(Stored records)
********************
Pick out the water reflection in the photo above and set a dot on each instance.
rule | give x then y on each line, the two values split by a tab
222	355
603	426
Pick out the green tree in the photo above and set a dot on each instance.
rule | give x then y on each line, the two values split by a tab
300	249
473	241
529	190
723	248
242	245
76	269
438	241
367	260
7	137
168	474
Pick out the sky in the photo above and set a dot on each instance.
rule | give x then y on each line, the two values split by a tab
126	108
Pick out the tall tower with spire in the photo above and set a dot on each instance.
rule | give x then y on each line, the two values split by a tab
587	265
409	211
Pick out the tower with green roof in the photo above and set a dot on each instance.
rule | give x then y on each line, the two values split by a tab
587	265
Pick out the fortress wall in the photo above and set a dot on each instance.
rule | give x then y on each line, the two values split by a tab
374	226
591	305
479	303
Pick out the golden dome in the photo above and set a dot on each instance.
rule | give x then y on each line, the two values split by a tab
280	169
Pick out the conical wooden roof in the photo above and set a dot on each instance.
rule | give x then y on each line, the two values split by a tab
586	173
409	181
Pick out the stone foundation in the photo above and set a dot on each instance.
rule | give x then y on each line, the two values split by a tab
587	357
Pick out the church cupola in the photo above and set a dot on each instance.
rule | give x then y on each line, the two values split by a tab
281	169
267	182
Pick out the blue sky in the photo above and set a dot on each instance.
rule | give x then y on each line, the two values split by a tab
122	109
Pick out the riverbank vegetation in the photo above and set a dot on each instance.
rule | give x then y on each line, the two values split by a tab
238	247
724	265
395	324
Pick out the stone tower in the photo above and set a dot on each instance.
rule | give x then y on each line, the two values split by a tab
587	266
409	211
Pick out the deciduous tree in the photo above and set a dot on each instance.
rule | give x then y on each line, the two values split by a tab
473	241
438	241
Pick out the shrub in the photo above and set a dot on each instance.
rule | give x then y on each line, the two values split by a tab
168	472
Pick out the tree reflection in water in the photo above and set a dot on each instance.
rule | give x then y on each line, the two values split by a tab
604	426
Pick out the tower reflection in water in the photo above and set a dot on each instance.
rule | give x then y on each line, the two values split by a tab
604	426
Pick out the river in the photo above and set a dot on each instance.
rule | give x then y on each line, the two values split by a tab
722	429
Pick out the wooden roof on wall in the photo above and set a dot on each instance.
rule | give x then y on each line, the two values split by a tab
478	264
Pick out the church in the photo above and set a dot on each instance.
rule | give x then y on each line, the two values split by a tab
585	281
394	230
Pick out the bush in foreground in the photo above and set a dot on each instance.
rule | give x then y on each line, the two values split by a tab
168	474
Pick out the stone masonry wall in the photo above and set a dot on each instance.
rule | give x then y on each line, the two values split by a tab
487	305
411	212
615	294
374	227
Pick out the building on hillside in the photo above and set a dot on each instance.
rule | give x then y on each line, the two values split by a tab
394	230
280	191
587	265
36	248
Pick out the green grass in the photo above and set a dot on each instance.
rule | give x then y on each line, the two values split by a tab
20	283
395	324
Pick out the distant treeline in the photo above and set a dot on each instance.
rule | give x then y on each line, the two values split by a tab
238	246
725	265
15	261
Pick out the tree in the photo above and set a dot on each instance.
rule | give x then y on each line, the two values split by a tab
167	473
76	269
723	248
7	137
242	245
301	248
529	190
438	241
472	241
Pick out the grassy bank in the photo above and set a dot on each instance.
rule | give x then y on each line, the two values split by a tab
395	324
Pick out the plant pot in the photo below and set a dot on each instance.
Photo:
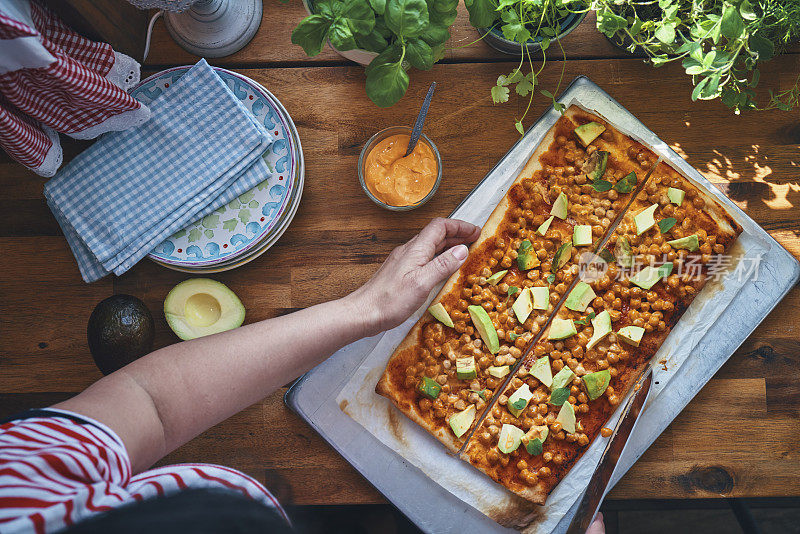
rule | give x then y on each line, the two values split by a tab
362	57
494	37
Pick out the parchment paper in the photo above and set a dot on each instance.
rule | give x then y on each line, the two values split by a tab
379	417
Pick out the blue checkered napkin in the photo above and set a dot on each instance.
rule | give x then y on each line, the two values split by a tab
132	189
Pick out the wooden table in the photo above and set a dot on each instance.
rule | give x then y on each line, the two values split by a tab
739	437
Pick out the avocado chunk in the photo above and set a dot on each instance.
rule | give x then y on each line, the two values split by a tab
562	256
519	400
466	368
545	226
561	329
120	330
602	327
200	307
647	277
566	416
428	387
439	312
483	324
462	421
534	439
596	165
498	371
560	206
596	383
589	132
541	297
676	195
623	252
632	335
690	243
510	438
496	277
541	371
580	297
645	219
526	256
582	235
523	306
562	378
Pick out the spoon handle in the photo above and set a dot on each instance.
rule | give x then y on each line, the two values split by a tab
412	143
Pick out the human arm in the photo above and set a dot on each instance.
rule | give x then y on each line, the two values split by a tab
164	399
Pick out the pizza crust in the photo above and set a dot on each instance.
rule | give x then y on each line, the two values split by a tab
619	148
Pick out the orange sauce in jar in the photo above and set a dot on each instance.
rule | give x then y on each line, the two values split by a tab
396	179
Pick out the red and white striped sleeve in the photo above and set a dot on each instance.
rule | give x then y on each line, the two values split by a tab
57	468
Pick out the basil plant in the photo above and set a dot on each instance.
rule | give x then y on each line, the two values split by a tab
402	32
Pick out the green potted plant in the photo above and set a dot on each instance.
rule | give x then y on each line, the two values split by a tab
720	43
389	36
525	28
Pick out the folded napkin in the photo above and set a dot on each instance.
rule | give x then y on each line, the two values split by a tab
131	190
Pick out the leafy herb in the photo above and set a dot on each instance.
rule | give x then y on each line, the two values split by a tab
559	396
523	21
402	32
561	256
607	255
586	320
719	43
626	184
602	185
666	224
519	404
534	447
624	252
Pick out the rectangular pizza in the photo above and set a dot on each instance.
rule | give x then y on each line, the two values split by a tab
575	282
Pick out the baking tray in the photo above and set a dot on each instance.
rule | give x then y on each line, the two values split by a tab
428	505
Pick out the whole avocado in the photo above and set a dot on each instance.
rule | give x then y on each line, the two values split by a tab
120	330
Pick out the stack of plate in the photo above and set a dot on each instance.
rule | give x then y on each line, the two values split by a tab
245	228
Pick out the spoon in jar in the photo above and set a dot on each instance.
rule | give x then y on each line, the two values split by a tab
415	133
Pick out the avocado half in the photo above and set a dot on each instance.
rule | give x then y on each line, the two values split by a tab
120	330
200	307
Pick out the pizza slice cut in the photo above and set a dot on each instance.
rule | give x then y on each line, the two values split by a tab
610	326
518	269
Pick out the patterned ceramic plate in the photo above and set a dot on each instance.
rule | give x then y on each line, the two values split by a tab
285	219
243	224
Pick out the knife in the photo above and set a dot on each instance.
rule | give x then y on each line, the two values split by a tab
590	502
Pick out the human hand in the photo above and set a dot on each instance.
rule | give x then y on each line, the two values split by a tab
411	271
597	526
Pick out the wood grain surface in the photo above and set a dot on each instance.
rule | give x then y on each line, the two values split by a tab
739	437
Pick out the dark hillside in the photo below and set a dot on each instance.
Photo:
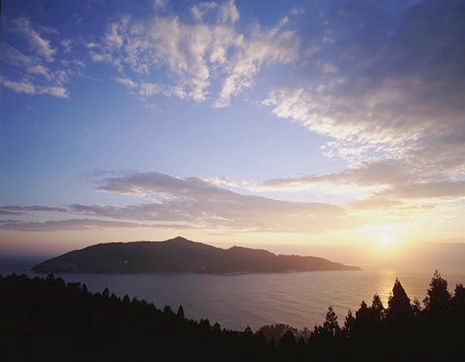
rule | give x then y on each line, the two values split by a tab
178	255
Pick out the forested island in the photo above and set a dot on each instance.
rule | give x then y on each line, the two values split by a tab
179	255
46	319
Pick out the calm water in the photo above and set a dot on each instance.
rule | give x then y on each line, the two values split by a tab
235	301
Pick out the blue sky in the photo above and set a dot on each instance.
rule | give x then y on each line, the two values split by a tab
285	125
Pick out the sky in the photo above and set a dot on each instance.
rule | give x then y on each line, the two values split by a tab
330	128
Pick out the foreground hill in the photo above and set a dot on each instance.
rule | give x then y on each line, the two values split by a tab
180	255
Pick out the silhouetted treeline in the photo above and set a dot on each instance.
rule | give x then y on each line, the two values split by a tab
48	319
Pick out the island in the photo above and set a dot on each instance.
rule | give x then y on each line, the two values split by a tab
179	255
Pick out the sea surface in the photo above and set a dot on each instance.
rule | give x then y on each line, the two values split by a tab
299	299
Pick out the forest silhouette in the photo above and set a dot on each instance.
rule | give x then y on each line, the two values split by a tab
48	319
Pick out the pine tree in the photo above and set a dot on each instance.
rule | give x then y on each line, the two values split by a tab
438	297
399	308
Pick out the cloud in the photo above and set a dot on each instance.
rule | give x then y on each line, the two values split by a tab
390	87
38	44
191	202
172	202
20	87
199	56
36	71
71	224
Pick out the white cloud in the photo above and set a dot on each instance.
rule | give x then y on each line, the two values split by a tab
199	56
20	87
127	82
229	12
36	71
160	3
37	43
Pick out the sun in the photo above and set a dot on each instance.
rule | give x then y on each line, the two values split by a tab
385	240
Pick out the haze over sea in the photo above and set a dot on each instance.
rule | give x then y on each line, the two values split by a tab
299	299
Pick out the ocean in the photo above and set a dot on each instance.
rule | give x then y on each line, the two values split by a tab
299	299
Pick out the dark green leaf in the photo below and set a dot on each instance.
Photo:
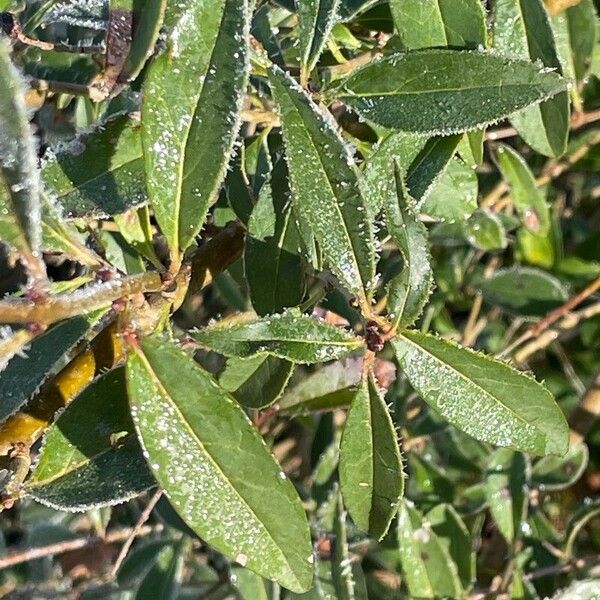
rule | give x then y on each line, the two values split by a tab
560	472
409	292
90	456
192	99
454	537
526	196
148	17
274	270
445	91
507	491
522	29
429	23
484	230
325	187
257	381
98	174
317	17
523	291
428	569
198	459
482	396
20	205
291	335
25	374
329	388
370	464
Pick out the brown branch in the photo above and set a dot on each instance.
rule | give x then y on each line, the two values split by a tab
51	309
135	532
18	557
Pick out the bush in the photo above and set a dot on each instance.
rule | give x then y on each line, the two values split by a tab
303	295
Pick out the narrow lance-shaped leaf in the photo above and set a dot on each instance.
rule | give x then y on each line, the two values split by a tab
98	174
90	456
317	17
526	196
325	186
20	206
522	29
291	335
445	91
427	567
215	468
481	396
370	463
192	100
408	292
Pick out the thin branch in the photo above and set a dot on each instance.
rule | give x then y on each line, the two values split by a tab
135	532
51	309
16	558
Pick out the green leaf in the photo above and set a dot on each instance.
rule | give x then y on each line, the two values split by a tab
********************
What you should do:
Omit the pictures and write out exactly the lines from the one containing "Pick out the haze" through the last line of the material.

Exercise response:
Pick out the haze over sea in the photo above and set a dot on each instance.
rule | give x then y on each line, the two values split by a tab
299	299
Pick out the ocean in the photo above and set a dot on each instance.
rule | give x then y on each line, the two values split by a tab
299	299
Pick out the dark green leaf in the photo below and set a dot on each instance.
Photo:
rule | give x then y on each line, the two values split by a tab
560	472
409	292
90	456
192	99
454	537
526	196
148	17
274	270
445	91
507	491
522	29
429	23
484	230
325	187
257	381
98	174
317	17
523	291
428	569
198	459
482	396
20	205
291	335
25	374
329	388
370	464
Pick out the brown branch in the photo above and set a dot on each instance.
rule | give x then y on each line, the two values split by a tab
51	309
135	532
18	557
Pick out the bush in the photo above and set a dot on each instance.
rule | give x then y on each line, the two values split by a tab
303	295
Pick out the narrow lance-shaped leaf in the photo above and set a dot on each instance.
rule | give x then y on each line, the two values split by a tab
98	174
90	456
317	17
526	196
325	186
20	206
522	29
291	335
445	91
427	567
215	468
481	396
370	463
192	100
408	292
Pick out the thin branch in the photo above and set a dot on each instance.
rule | give x then y on each line, the two values split by a tab
135	532
51	309
16	558
Pick out the green leaf in the photo above and set a dot on each instance.
rule | give x then y on each line, the two values split by a tab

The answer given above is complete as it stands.